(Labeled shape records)

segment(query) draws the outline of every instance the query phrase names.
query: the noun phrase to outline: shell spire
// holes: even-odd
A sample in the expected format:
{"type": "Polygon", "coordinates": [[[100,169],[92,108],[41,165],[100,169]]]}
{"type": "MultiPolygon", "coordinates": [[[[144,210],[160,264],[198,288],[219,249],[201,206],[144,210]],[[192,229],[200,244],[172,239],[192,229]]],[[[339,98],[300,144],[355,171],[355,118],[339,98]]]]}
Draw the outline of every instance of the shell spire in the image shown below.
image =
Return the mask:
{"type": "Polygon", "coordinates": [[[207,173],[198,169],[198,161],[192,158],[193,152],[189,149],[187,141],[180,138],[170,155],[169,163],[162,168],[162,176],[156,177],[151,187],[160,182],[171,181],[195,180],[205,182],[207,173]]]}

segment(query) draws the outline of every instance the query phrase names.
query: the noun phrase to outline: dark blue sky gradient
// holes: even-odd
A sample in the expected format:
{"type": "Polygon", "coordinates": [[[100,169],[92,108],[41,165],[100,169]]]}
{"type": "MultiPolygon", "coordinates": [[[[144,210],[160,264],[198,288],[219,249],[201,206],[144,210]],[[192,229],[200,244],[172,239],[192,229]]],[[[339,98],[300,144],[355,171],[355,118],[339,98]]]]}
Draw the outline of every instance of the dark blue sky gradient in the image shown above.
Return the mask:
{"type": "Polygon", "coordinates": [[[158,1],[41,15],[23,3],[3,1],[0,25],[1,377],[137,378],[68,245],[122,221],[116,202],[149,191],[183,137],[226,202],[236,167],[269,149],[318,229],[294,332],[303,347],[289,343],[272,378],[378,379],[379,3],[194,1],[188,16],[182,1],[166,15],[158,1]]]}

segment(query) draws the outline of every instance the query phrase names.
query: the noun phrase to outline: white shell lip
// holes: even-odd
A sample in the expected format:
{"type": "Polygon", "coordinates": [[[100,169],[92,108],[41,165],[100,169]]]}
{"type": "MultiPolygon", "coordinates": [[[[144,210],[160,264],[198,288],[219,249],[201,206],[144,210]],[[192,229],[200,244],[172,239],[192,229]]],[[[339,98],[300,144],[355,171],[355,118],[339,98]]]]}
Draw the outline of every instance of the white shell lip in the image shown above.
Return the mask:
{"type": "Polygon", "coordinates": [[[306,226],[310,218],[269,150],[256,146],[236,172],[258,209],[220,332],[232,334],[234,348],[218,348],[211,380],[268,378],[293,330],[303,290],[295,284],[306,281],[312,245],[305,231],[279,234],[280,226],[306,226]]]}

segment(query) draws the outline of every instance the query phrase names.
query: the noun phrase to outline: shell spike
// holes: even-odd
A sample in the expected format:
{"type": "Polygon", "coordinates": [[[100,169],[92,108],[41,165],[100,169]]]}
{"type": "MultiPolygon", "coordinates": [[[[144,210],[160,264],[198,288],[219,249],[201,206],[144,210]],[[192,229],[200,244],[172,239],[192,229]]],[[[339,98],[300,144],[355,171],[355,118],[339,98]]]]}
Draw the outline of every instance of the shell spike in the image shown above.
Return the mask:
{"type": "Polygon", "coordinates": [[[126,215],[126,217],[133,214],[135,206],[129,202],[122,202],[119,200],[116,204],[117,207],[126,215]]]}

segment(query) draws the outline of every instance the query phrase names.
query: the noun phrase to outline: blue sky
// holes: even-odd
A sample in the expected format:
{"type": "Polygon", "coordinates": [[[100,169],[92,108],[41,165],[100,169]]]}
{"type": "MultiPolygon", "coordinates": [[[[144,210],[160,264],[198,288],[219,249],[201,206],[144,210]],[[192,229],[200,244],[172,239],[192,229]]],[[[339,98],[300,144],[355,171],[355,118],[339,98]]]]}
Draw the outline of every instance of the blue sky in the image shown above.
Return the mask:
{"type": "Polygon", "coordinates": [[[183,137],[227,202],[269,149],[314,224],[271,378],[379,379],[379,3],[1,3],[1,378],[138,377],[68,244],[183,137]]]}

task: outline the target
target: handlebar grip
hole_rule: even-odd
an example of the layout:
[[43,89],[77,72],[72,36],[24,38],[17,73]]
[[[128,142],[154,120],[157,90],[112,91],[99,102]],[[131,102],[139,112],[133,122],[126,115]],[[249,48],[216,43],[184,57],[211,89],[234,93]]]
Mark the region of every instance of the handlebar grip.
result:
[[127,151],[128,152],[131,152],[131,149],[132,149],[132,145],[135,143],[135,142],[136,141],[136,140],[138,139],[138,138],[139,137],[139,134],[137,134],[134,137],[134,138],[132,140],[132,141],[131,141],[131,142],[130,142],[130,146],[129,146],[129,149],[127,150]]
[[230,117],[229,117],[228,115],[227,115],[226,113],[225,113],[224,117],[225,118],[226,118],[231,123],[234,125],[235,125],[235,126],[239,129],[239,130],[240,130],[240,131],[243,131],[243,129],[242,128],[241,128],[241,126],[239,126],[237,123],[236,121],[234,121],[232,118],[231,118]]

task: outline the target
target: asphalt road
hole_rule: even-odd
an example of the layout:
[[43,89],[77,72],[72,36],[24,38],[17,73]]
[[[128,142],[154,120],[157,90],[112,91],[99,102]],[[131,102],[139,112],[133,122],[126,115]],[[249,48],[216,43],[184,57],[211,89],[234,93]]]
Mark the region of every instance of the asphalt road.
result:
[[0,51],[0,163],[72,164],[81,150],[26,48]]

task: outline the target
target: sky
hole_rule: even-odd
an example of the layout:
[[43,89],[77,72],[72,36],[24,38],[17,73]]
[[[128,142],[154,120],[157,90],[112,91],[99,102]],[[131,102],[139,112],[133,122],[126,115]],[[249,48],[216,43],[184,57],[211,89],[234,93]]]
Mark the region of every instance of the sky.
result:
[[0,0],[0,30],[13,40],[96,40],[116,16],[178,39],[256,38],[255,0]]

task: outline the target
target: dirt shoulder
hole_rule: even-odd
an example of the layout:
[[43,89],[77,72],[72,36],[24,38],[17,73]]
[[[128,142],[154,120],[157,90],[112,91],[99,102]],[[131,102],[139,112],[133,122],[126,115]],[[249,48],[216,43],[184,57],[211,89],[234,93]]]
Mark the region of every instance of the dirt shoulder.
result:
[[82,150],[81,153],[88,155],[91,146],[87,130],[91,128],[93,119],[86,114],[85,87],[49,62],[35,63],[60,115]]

## Goal
Return all of the data word for word.

## Response
segment(query) draws the outline of every instance the query phrase names.
query: the noun phrase to outline: shell spire
// holes: even-odd
A sample in the expected format:
{"type": "Polygon", "coordinates": [[[100,169],[92,108],[41,165],[100,169]]]}
{"type": "MultiPolygon", "coordinates": [[[[144,210],[160,264],[198,288],[219,249],[201,206],[144,210]],[[192,229],[200,244],[172,239],[192,229]]],[[[339,98],[300,144],[355,171],[355,118],[339,98]]]]}
Draw the outline of every instance of the shell spire in the image shown below.
image =
Return the mask:
{"type": "Polygon", "coordinates": [[[207,173],[198,169],[198,161],[192,158],[193,152],[189,149],[187,141],[180,138],[170,155],[169,163],[162,168],[162,176],[156,177],[151,187],[160,182],[171,181],[195,180],[205,182],[207,173]]]}

segment(query) draws the outline of every instance the query phrase names.
query: the noun phrase to outline: dark blue sky gradient
// holes: even-odd
A sample in the expected format:
{"type": "Polygon", "coordinates": [[[100,169],[92,108],[41,165],[100,169]]]}
{"type": "MultiPolygon", "coordinates": [[[[144,210],[160,264],[198,288],[219,249],[201,206],[144,210]],[[192,229],[200,244],[172,239],[192,229]]],[[[339,98],[300,144],[355,171],[355,118],[339,98]]]]}
Draw the outline of every instance of the dark blue sky gradient in the image shown above.
Return the mask:
{"type": "Polygon", "coordinates": [[[158,1],[41,15],[23,3],[3,1],[0,25],[1,377],[137,378],[68,245],[122,221],[116,202],[149,191],[183,137],[226,202],[236,167],[269,149],[318,229],[294,332],[303,347],[289,343],[272,378],[378,379],[379,3],[194,1],[188,16],[182,1],[166,15],[158,1]]]}

segment(query) draws the outline of every instance the query phrase names.
query: the noun phrase to outline: white shell lip
// holes: even-odd
A sample in the expected format:
{"type": "Polygon", "coordinates": [[[100,169],[92,108],[41,165],[100,169]]]}
{"type": "MultiPolygon", "coordinates": [[[[144,210],[160,264],[198,288],[219,249],[201,206],[144,210]],[[192,229],[200,244],[172,239],[192,229]]],[[[339,98],[300,144],[355,171],[355,118],[339,98]]]]}
Draw the outline of every instance of the white shell lip in the image shown above.
Return the mask:
{"type": "Polygon", "coordinates": [[[306,226],[310,218],[269,150],[256,146],[236,172],[258,209],[220,332],[232,334],[234,348],[218,348],[211,380],[268,378],[293,330],[303,290],[295,284],[306,281],[312,245],[305,231],[279,234],[280,226],[306,226]]]}

segment(query) draws the outline of every instance the query phrase names.
query: the noun phrase to outline: shell spike
// holes: even-odd
A sample in the expected format:
{"type": "Polygon", "coordinates": [[[100,169],[92,108],[41,165],[100,169]]]}
{"type": "MultiPolygon", "coordinates": [[[[144,210],[160,264],[198,288],[219,249],[201,206],[144,210]],[[192,229],[200,244],[172,239],[192,229]]],[[[339,98],[300,144],[355,171],[355,118],[339,98]]]]}
Draw the outline of every instance of the shell spike in the image shown above.
Return the mask:
{"type": "Polygon", "coordinates": [[[126,215],[126,217],[133,214],[135,206],[129,202],[122,202],[119,200],[116,204],[117,207],[126,215]]]}

segment(query) draws the outline of every instance the query phrase names.
query: the noun phrase to outline: blue sky
// holes: even-odd
A sample in the expected format:
{"type": "Polygon", "coordinates": [[[100,169],[92,108],[41,165],[100,169]]]}
{"type": "MultiPolygon", "coordinates": [[[[144,210],[160,264],[198,288],[219,249],[201,206],[144,210]],[[192,229],[200,244],[172,239],[192,229]]],[[[339,98],[300,144],[355,171],[355,118],[339,98]]]]}
Draw the outline of every instance of the blue sky in the image shown above.
Return the mask:
{"type": "Polygon", "coordinates": [[[183,137],[227,202],[269,149],[314,224],[271,378],[379,379],[379,3],[1,3],[1,378],[138,377],[68,244],[183,137]]]}

task: outline the target
target: handlebar grip
hole_rule: even-odd
an example of the layout:
[[43,89],[77,72],[72,36],[24,38],[17,73]]
[[[128,142],[154,120],[157,90],[112,91],[99,102]],[[131,102],[139,112],[133,122],[126,115]],[[249,48],[216,43],[184,57],[211,89],[234,93]]]
Mark the region of every instance of the handlebar grip.
result:
[[127,151],[128,152],[131,152],[131,149],[132,149],[132,145],[135,143],[135,142],[136,141],[136,140],[138,139],[138,138],[139,137],[139,134],[137,134],[134,137],[134,138],[132,140],[132,141],[131,141],[131,142],[130,142],[130,146],[129,146],[129,149],[127,150]]
[[230,117],[229,117],[228,115],[227,115],[226,113],[225,113],[224,117],[225,118],[226,118],[231,123],[234,125],[235,125],[235,126],[239,129],[239,130],[240,130],[240,131],[243,131],[243,129],[242,128],[241,128],[241,126],[239,126],[237,123],[236,121],[234,121],[232,118],[231,118]]

task: outline the target
target: asphalt road
hole_rule: even-odd
an example of the layout:
[[43,89],[77,72],[72,36],[24,38],[17,73]]
[[[128,142],[154,120],[157,90],[112,91],[99,102]],[[131,102],[139,112],[133,122],[126,115]],[[249,48],[216,43],[184,57],[211,89],[234,93]]]
Mark the region of every instance of the asphalt road.
result:
[[0,51],[0,163],[72,164],[81,150],[26,48]]

task: outline the target
target: sky
hole_rule: even-odd
an example of the layout:
[[43,89],[77,72],[72,36],[24,38],[17,73]]
[[[128,142],[154,120],[157,90],[112,91],[99,102]],[[131,102],[139,112],[133,122],[126,115]],[[249,48],[216,43],[184,57],[211,89],[234,93]]]
Mark the region of every instance of the sky.
result:
[[0,0],[0,30],[13,40],[96,40],[116,16],[178,39],[256,38],[255,0]]

task: outline the target
target: dirt shoulder
hole_rule: even-odd
an example of the layout:
[[43,89],[77,72],[72,36],[24,38],[17,73]]
[[[128,142],[154,120],[157,90],[112,91],[99,102]],[[131,102],[139,112],[133,122],[126,115]],[[249,48],[216,43],[184,57],[211,89],[234,93]]]
Mark the region of every instance of the dirt shoulder.
result:
[[82,150],[81,153],[88,155],[91,146],[87,130],[91,128],[93,119],[86,114],[85,87],[49,62],[35,63],[60,115]]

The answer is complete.